## BEGIN

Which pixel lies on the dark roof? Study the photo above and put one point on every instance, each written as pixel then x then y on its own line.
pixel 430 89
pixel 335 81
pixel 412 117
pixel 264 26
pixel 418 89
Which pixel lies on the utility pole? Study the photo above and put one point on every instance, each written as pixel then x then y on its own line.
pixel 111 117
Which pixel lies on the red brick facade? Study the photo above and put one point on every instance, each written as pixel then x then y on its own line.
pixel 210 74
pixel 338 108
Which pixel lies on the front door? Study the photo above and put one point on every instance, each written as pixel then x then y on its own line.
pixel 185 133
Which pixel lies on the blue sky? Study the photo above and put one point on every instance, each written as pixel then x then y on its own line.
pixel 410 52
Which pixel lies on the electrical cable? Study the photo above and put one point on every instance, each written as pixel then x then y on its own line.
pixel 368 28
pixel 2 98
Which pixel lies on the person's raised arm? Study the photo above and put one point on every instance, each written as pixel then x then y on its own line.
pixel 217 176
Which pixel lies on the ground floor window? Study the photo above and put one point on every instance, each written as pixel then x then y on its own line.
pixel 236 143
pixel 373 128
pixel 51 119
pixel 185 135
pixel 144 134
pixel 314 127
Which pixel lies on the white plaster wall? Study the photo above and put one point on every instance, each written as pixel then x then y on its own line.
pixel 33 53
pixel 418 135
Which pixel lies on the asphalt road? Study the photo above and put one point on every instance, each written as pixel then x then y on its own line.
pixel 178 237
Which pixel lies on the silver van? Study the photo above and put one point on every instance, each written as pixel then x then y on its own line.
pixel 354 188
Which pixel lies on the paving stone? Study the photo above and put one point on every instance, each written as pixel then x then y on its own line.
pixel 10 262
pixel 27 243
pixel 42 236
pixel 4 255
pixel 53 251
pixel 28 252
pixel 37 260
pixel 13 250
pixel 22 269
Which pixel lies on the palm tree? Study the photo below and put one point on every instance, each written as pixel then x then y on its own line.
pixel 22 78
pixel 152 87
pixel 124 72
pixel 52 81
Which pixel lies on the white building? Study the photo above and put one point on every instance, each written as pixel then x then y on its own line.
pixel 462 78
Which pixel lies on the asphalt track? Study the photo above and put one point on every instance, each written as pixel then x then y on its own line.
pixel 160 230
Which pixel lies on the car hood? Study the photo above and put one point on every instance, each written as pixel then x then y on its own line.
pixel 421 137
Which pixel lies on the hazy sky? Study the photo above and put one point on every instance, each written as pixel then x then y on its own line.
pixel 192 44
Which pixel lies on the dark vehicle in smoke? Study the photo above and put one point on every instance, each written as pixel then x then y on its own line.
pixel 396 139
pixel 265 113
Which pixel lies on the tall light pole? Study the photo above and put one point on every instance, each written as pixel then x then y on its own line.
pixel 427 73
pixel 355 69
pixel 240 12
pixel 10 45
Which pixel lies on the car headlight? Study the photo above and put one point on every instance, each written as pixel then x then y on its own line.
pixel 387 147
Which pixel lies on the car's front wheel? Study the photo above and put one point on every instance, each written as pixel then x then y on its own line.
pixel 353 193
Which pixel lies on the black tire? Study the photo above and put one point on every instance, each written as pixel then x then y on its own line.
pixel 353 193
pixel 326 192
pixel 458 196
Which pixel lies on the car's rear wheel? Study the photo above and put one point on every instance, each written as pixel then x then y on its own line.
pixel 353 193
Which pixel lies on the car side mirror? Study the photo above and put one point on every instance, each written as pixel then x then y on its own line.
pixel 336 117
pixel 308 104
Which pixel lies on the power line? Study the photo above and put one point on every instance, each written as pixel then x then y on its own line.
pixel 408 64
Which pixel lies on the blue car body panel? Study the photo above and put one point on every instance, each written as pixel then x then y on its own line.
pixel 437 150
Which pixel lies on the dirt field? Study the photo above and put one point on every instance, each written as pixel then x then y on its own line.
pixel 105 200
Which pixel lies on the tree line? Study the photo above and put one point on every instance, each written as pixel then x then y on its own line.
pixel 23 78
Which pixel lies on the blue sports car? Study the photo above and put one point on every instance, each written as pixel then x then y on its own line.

## END

§ **REQUIREMENTS**
Rewrite all the rows above, substituting "mark one point on each instance" for every "put one point on every instance" and keeping everything else identical.

§ **ANSWER TO THE PROBLEM**
Which pixel lies on the dark roof? Study the photo above and mark one point on each instance, each written as pixel then x then y on its own line.
pixel 430 89
pixel 335 81
pixel 412 117
pixel 264 26
pixel 418 89
Which pixel lies on the utility pole? Study the photo above and mark one point on each instance, each written as pixel then x then y on its own line.
pixel 111 117
Which pixel lies on the red brick facade? Study the photo above and mark one point on each instance, each written as pixel then x then y on its own line.
pixel 210 74
pixel 338 108
Which pixel lies on the front door? Study the photo above and mark one point on each instance, each written as pixel then x then y on its own line.
pixel 185 133
Which pixel lies on the blue sky? Study the photo above and mark one point on each instance, each written as pixel then x then y on its own line.
pixel 410 52
Which pixel lies on the electrical cable? Study the photo above and mark one point on each instance, each written as pixel then x then y on its own line.
pixel 368 28
pixel 2 98
Which pixel lies on the person's raised arm? Study the photo above and mark one point on each instance, each written as pixel then x then y on its own line.
pixel 217 176
Which pixel lies on the ground floor window? Study the photo above and mark one point on each instance, each written as pixel then x then y on its own line.
pixel 236 143
pixel 373 128
pixel 51 119
pixel 185 135
pixel 144 134
pixel 314 127
Which pixel lies on the white plaster wall? Study the photo above and mark one point on each instance, each written as pixel then x then y on its own line.
pixel 33 53
pixel 418 135
Which pixel lies on the asphalt road? Study the photo above and mark one point on each instance, each written as pixel then x then y on its own line.
pixel 178 237
Which pixel lies on the silver van? Study the photo above and mark one point on each instance, each written as pixel then x then y on its own line.
pixel 354 188
Which pixel lies on the paving stone? Study the photo above and mark one point on each instance, each written as pixel then x then y on its own line.
pixel 10 262
pixel 27 243
pixel 42 236
pixel 4 255
pixel 53 251
pixel 28 252
pixel 37 260
pixel 13 250
pixel 22 269
Which pixel lies on the palm tree? Study the photo below and mark one point on each instance, each written as pixel then x then y on its own line.
pixel 22 78
pixel 152 87
pixel 124 72
pixel 52 81
Which pixel lies on the white building? Study the photo above and mark one point on each instance, each written as pixel then x then y on its own line.
pixel 462 78
Which pixel lies on the asphalt track? Study the photo above and mark one point on each instance, each written as pixel then x then y on its own line.
pixel 160 230
Which pixel lies on the car hood? Study the photo above and mark one point on each instance, each written as pixel then x then y on its own line.
pixel 421 137
Which pixel lies on the hazy sky? Study the photo above and mark one point on each instance, each written as pixel then x then y on its own line.
pixel 192 44
Which pixel lies on the dark vehicle in smoke? Study the photo above and mark one point on each instance, each written as pixel then x then y on its own line.
pixel 396 139
pixel 265 113
Which pixel lies on the tall light pole? Study the photo above and mark one point on each instance, each written as pixel then x then y on its own line.
pixel 427 73
pixel 355 69
pixel 240 12
pixel 10 45
Which pixel lies on the car headlight? Study the photo above and mark one point on each instance, each written as pixel then x then y on its own line.
pixel 387 147
Which pixel lies on the car's front wheel? Study the photo above and mark one point on each instance, each written as pixel then x then y on its own line.
pixel 353 193
Which pixel lies on the black tire? Study the photo above and mark one point on each instance, each written as pixel then x then y on its own line.
pixel 353 193
pixel 326 192
pixel 458 196
Which pixel lies on the car's rear wheel? Study the photo above and mark one point on each instance, each written as pixel then x then y on its own line.
pixel 353 193
Which pixel lies on the car side mirror? Study the photo above and mark one point on each instance, each written as pixel then x then y on its own line.
pixel 336 117
pixel 308 104
Which pixel lies on the power line? Study the photo above and mark one point on each instance, each written as pixel then x then y on its own line.
pixel 408 64
Which pixel lies on the blue car body panel? Study the photo above and mark one point on each instance, each written as pixel then x then y on its own line.
pixel 437 150
Which pixel lies on the dirt field? Study the photo above and mark one point on each instance, each written as pixel then x then y on its own line.
pixel 105 200
Which pixel lies on the tree line? Study the photo above and mark one point on each instance, each written as pixel then x then y on its own line.
pixel 23 78
Which pixel lies on the blue sports car? Study the photo above and mark one point on each instance, each written as pixel then x then y on its own line.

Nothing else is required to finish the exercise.